>> BEGIN Data for the task

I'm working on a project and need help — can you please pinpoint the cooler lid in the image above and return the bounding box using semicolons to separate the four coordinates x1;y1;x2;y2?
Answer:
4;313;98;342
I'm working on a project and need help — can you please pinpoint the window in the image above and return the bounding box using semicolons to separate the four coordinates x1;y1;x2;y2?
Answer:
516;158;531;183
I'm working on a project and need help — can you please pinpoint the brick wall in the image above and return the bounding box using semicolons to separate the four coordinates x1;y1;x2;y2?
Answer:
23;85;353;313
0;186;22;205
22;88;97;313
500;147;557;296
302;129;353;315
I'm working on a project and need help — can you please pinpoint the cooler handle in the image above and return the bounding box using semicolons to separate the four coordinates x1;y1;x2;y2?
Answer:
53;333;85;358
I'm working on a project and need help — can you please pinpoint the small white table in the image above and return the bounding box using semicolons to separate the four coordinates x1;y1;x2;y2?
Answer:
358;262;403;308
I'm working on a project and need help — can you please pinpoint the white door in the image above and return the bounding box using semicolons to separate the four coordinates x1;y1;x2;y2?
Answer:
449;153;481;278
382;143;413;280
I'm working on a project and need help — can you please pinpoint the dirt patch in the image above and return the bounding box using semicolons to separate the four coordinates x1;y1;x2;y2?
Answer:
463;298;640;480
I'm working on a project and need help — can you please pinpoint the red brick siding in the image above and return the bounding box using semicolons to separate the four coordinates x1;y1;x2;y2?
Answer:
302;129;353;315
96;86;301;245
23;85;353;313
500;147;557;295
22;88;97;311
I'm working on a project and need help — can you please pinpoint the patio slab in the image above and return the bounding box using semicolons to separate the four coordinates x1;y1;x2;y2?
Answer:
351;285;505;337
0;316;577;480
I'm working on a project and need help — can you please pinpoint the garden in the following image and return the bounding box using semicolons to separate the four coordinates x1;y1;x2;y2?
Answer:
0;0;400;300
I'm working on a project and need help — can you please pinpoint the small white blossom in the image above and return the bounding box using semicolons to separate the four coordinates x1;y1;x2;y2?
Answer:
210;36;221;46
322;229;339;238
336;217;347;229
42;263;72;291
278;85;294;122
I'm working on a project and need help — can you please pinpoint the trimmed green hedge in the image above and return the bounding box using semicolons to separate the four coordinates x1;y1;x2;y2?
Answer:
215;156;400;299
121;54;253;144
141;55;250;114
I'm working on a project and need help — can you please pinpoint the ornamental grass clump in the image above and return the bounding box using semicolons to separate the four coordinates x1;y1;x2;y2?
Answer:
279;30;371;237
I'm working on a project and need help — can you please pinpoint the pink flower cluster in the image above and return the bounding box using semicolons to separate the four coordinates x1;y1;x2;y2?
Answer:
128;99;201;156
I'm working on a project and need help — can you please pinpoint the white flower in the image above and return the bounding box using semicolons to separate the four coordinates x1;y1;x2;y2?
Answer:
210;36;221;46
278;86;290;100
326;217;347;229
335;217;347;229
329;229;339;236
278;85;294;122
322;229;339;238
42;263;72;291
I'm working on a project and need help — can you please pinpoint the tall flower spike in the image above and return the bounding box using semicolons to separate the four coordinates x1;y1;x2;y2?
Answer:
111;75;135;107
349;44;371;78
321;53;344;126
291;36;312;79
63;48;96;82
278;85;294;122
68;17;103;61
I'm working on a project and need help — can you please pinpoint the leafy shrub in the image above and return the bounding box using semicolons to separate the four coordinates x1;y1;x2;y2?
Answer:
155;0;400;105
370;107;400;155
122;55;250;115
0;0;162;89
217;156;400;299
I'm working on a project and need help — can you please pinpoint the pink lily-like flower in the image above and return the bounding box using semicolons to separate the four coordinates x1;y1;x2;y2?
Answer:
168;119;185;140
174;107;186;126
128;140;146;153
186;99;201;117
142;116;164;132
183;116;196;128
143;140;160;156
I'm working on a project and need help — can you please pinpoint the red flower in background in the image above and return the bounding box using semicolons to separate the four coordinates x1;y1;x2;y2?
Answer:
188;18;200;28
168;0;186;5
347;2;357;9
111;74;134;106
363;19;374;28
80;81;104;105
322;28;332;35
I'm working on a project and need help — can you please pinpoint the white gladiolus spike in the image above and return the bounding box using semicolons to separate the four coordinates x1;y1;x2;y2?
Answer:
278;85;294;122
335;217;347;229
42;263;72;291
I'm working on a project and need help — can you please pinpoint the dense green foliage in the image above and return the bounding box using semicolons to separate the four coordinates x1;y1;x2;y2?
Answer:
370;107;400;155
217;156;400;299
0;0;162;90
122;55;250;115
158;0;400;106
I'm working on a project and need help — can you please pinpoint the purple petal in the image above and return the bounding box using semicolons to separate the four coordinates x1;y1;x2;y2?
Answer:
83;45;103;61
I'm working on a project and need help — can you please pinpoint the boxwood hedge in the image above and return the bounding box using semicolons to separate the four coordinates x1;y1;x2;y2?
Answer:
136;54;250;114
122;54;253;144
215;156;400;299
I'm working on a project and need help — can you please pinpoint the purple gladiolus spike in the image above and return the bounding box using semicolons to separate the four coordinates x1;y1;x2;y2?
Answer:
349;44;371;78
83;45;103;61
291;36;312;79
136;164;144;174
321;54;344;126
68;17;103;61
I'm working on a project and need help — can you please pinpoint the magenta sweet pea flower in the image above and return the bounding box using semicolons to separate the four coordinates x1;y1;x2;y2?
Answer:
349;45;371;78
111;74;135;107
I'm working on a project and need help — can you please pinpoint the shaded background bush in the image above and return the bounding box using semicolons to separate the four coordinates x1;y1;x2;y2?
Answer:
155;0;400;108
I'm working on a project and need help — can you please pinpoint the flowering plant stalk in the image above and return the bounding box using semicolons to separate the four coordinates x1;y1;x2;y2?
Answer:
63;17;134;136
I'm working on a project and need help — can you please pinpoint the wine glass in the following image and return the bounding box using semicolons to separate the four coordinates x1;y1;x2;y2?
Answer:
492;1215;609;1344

>> END Data for the task

▶ **Exercise brief**:
Please arrange all of the data above as a numbered list, omitting any blank lines.

▶ **Solution to this exercise**:
1. I'm working on a project and need help — can you please pinpoint the cooler lid in the image above and return the bounding box using semicolons to separate the four coordinates x1;y1;x2;y2?
2. Answer:
3. 4;313;98;342
4. I'm working on a project and need help — can you please pinpoint the window in the image above and return the bounding box using semicolons to separate the four coordinates x1;y1;x2;y2?
5. Answer:
6. 516;158;531;183
7. I'm working on a project and need help — can you please pinpoint the brick wall in the image above and return the bounding box using semicolons to separate the four coordinates x1;y1;x2;y2?
8. Answer:
9. 23;85;353;313
10. 0;186;22;205
11. 22;88;97;313
12. 500;147;557;296
13. 302;129;353;315
14. I'm working on a project and need help — can you please pinpoint the cooler handle in the image above and return the bounding box using semicolons to separate the four coordinates x1;y1;x2;y2?
15. Answer:
16. 53;333;85;358
17. I'm working on a project and need help — can you please pinpoint the small white table in the image above and return the bounding box using semicolons to separate the four coordinates x1;y1;x2;y2?
18. Answer:
19. 358;262;403;308
20. I'm working on a project and need help — can you please pinpoint the white door in the image above and return the bounding box using semicolons to separate the four coordinates x1;y1;x2;y2?
21. Answer:
22. 449;153;481;278
23. 382;143;413;280
24. I'm working on a project and need help — can you please pinpoint the dirt patch in the image above and return the bounding box using semicolons to separate the four coordinates x1;y1;x2;y2?
25. Answer:
26. 463;298;640;480
27. I'm working on a project and need help — can you please pinpoint the red brick siding in the image above and return the bounding box using semicolons to separate the four coordinates x1;y1;x2;y2?
28. Answer:
29. 302;129;353;315
30. 96;86;301;245
31. 23;85;353;313
32. 500;147;557;295
33. 22;88;97;311
34. I'm working on a project and need help — can you please pinpoint the patio slab in the image above and return the bounding box using semicolons to separate the four coordinates x1;y1;x2;y2?
35. Answer:
36. 351;285;505;337
37. 0;316;577;480
38. I'm working on a project and need help — can you please pinpoint the garden in the following image and return the bounding box using semicolons to separate the four coordinates x1;y1;x2;y2?
39. Answer:
40. 0;0;400;300
41. I'm working on a project and need help — can you please pinpoint the small white blossom in the image above and return the bounding box using semicolons to separate the four coordinates x1;y1;x2;y2?
42. Answer:
43. 210;36;221;46
44. 322;229;339;238
45. 336;217;347;229
46. 42;263;72;291
47. 278;85;294;122
48. I'm working on a project and need help — can you please pinpoint the trimmed green hedge in the image above and return the bounding box using semicolons to separate the four coordinates x1;y1;x2;y2?
49. Answer:
50. 215;156;400;299
51. 121;54;253;144
52. 141;55;250;114
53. I'm working on a project and need help — can you please pinpoint the ornamental grass clump in the image above and return the bounding box using semicolons to separate the four coordinates x1;y1;x2;y2?
54. Answer:
55. 279;30;371;237
56. I'm working on a project and need help — can you please pinpoint the pink flower cluster in the image above and return the bounding box using semicolons to separate the four coordinates x1;y1;x2;y2?
57. Answer:
58. 128;99;201;156
59. I'm working on a project and need help — can you please pinpoint the white flower in the image above and return the bounding box using semicolons to separate the four coordinates x1;y1;x2;y2?
60. Answer:
61. 210;36;221;46
62. 278;86;290;100
63. 326;217;347;229
64. 335;217;347;229
65. 329;229;339;236
66. 278;85;294;122
67. 322;229;339;238
68. 42;263;72;291
69. I'm working on a project and need help — can you please pinpoint the tall flower spike in the image above and return the bounding box using semicolons to separate the four coordinates x1;y1;x2;y2?
70. Answer:
71. 111;75;135;107
72. 349;44;371;78
73. 321;53;344;126
74. 291;36;312;79
75. 63;48;96;82
76. 278;85;294;122
77. 68;17;103;61
78. I'm working on a project and need help — can you please pinpoint the leafy shrub in the image above and return the bounding box using semicolons to separate the four coordinates x1;y1;x2;y2?
79. Answer:
80. 155;0;400;105
81. 370;107;400;155
82. 122;55;250;115
83. 0;0;162;89
84. 217;156;400;299
85. I'm working on a project and need help — can you please pinpoint the pink lily-like flower in the image above and return the bounding box using semicolons to separate the four coordinates x1;y1;x2;y2?
86. Answer:
87. 168;119;185;140
88. 174;107;186;126
89. 128;140;146;153
90. 186;99;201;117
91. 142;116;164;132
92. 183;116;196;128
93. 143;140;160;156
94. I'm working on a project and need help — can you please pinpoint the red flower in background in the image above and return the bounding box using semicolons to separate the four coordinates x1;y1;x2;y2?
95. Answer:
96. 188;18;200;28
97. 168;0;186;5
98. 347;2;357;9
99. 111;74;134;106
100. 363;19;374;28
101. 80;81;104;105
102. 322;28;332;35
103. I'm working on a project and need help — can you please pinpoint the white gladiolus spike in the image above and return the bounding box using semicolons to separate the four coordinates x1;y1;x2;y2?
104. Answer:
105. 278;85;294;122
106. 335;217;347;229
107. 42;263;72;291
108. I'm working on a project and need help — can you please pinpoint the dense green foliage in the image above and return the bounding box using semicolons to separate the four coordinates x1;y1;x2;y2?
109. Answer:
110. 370;107;400;155
111. 217;156;400;299
112. 0;0;162;90
113. 122;55;250;115
114. 158;0;400;106
115. I'm working on a project and need help — can you please pinpoint the purple petal in the image above and return the bounding box using semicolons to separate the four coordinates x1;y1;x2;y2?
116. Answer:
117. 83;45;103;61
118. I'm working on a project and need help — can you please pinpoint the boxwood hedge in the image above and return the bounding box using semicolons to separate the four coordinates x1;y1;x2;y2?
119. Answer:
120. 136;54;250;114
121. 122;54;253;144
122. 215;156;400;299
123. I'm working on a project and need help — can you please pinpoint the purple gladiolus spike in the image above and return the bounding box using semicolons to separate the four coordinates x1;y1;x2;y2?
124. Answer:
125. 349;44;371;78
126. 83;45;103;61
127. 291;36;312;79
128. 136;164;144;174
129. 321;54;344;126
130. 68;17;103;61
131. I'm working on a project and need help — can you please pinpoint the magenta sweet pea flower in the image above and return the bounding box using semicolons to separate the four coordinates x1;y1;x2;y2?
132. Answer:
133. 349;45;371;78
134. 111;74;135;107
135. I'm working on a project and need help — can you please pinpoint the shaded background bush in the image above and return the bounding box using semicolons to separate the four coordinates x1;y1;x2;y2?
136. Answer:
137. 155;0;400;108
138. I'm working on a project and need help — can you please pinpoint the flowering plant stalk in the image above and return the bounding box using semicolons to separate the four coordinates x1;y1;x2;y2?
139. Answer:
140. 63;17;134;136
141. I'm working on a project and need help — can you please pinpoint the wine glass in the following image and return the bounding box using semicolons to separate the four coordinates x1;y1;x2;y2?
142. Answer:
143. 492;1215;609;1344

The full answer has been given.